- PROMPT -
The task calls for each line of the records below in which the word "jeans" appears.
BEGIN MATERIAL SHOWN
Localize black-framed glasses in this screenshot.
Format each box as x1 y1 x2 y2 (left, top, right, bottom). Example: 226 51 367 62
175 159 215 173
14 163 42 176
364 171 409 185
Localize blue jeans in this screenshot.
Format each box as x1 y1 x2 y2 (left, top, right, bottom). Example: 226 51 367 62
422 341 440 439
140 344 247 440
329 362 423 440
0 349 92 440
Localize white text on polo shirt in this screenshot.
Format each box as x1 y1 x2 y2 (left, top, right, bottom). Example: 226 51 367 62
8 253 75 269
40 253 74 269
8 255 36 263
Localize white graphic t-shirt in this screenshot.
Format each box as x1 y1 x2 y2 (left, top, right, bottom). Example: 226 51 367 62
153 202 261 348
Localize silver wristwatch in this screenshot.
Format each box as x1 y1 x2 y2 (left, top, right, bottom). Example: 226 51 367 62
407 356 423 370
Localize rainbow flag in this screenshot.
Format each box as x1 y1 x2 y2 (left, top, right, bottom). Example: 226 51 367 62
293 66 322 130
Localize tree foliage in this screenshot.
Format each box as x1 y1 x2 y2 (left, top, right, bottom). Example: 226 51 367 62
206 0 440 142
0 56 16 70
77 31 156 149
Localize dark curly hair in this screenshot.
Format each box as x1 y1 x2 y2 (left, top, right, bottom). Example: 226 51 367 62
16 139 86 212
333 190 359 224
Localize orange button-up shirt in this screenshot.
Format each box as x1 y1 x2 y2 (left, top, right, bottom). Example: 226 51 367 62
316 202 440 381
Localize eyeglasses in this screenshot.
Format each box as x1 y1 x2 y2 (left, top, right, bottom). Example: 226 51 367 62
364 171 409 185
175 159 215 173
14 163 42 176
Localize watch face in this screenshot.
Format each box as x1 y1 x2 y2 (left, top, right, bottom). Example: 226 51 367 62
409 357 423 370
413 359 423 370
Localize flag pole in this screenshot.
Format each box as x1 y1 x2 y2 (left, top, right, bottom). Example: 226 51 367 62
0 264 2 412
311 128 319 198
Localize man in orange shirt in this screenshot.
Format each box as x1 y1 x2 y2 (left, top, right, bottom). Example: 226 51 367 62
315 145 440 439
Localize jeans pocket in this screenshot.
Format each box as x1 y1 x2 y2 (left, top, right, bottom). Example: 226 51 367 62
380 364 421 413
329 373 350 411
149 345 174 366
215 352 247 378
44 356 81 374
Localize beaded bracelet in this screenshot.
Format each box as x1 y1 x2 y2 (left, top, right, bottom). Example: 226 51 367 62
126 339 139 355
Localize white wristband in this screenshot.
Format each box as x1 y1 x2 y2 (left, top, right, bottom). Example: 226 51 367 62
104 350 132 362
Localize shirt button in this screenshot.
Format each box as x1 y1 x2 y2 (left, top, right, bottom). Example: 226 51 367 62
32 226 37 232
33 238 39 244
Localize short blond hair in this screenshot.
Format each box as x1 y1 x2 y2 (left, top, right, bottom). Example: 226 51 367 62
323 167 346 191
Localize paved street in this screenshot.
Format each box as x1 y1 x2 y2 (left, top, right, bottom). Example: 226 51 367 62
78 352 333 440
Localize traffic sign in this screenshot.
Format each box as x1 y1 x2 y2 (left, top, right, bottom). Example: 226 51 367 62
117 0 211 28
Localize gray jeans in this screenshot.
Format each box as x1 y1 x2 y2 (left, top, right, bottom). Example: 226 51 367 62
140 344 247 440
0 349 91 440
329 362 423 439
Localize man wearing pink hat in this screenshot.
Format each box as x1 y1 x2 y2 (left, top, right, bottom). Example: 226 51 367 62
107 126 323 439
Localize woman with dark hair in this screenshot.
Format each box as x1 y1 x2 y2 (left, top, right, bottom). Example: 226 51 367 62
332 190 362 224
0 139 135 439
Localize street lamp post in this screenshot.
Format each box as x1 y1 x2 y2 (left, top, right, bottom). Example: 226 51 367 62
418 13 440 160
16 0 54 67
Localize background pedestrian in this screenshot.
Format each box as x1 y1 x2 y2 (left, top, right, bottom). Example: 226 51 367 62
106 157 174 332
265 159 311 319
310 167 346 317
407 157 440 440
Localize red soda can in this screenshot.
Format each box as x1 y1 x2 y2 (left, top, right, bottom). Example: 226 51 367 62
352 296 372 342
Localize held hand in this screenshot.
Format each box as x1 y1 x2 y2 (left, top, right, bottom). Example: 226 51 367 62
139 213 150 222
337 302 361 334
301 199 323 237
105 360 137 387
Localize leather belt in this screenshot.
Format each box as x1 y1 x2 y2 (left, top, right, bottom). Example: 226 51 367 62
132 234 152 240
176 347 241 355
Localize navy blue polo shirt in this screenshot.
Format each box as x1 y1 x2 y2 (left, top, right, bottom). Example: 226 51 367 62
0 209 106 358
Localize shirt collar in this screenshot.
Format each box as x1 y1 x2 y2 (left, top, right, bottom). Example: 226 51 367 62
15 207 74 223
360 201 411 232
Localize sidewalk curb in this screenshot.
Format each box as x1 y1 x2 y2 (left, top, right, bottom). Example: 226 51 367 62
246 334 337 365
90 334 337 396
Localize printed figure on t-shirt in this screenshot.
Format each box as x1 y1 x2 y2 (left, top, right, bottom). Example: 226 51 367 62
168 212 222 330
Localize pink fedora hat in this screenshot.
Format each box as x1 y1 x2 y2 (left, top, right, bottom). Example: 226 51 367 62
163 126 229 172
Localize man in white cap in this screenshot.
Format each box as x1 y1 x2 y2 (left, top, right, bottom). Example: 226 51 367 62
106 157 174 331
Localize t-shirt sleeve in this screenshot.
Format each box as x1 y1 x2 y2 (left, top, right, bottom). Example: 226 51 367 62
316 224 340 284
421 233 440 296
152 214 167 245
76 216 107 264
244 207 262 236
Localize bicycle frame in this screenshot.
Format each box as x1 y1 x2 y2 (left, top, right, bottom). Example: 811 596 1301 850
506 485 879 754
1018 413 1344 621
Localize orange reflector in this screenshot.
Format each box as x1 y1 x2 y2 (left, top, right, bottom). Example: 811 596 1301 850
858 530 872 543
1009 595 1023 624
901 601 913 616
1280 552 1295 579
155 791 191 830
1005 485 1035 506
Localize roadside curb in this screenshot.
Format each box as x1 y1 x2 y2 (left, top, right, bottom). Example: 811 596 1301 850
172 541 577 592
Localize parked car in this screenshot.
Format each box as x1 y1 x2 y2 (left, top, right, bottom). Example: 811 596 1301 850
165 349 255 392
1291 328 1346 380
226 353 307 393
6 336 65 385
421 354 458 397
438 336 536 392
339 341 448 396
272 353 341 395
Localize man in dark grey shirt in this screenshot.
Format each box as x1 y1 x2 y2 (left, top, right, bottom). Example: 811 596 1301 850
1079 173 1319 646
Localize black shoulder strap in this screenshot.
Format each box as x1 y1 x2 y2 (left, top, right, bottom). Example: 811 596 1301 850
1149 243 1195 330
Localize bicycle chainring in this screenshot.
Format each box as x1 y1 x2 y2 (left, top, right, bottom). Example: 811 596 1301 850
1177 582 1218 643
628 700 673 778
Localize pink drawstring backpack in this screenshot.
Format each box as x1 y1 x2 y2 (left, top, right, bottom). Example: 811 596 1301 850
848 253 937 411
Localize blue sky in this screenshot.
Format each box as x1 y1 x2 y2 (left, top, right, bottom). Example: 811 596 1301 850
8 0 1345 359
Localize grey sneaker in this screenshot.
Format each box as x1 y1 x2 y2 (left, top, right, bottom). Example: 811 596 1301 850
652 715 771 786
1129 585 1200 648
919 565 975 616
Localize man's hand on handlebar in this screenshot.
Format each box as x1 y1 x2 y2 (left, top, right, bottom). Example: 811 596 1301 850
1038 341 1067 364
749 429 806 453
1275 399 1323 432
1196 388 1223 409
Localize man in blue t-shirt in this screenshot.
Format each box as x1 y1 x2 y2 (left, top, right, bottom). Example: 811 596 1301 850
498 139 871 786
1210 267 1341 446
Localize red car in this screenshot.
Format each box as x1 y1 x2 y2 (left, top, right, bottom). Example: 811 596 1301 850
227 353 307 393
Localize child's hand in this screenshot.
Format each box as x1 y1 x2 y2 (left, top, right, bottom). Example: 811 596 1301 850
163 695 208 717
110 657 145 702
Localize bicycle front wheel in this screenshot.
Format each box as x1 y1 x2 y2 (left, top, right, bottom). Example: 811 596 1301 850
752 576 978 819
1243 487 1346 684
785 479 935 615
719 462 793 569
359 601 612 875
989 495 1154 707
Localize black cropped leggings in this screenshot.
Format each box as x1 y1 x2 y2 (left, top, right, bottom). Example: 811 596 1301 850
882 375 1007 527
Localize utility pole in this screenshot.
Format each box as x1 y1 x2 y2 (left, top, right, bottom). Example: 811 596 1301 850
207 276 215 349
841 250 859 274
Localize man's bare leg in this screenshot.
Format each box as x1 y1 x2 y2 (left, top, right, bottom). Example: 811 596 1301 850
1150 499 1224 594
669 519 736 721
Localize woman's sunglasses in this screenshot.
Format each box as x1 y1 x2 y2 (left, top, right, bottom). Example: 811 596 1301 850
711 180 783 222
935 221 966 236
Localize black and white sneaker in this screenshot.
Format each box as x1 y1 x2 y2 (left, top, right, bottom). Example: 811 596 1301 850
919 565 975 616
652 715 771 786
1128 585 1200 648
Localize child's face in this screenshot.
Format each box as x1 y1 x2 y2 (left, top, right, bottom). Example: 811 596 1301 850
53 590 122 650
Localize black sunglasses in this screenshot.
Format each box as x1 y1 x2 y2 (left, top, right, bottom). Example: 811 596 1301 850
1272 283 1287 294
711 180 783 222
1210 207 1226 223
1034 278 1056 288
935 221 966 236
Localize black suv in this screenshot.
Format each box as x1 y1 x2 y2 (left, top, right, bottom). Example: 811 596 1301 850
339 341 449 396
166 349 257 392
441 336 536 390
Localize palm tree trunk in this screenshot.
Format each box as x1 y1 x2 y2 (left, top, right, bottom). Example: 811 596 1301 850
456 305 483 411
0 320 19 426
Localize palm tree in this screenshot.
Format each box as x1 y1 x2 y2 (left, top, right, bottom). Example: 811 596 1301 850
END MATERIAL SHOWN
- ANSWER SPACE -
Localize blue jeans in this screenshot.
Localize jeans pocket in this screenshot.
Localize gray jeans in this screenshot.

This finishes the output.